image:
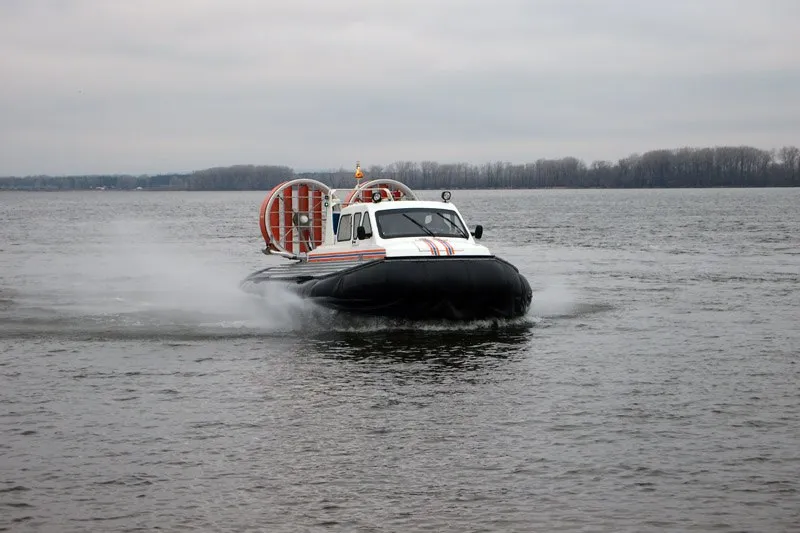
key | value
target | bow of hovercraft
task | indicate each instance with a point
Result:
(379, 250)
* * *
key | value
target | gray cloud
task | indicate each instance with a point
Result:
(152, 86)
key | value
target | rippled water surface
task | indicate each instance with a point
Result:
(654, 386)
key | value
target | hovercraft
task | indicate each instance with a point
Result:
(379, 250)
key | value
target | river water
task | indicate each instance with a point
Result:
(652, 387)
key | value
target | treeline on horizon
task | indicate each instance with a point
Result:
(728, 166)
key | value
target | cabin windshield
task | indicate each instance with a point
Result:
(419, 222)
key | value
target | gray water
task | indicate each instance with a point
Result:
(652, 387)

*ACTIVITY*
Copy each line of the records that has "hovercraft" in it.

*SOLUTION*
target | bow of hovercraft
target | hovercraft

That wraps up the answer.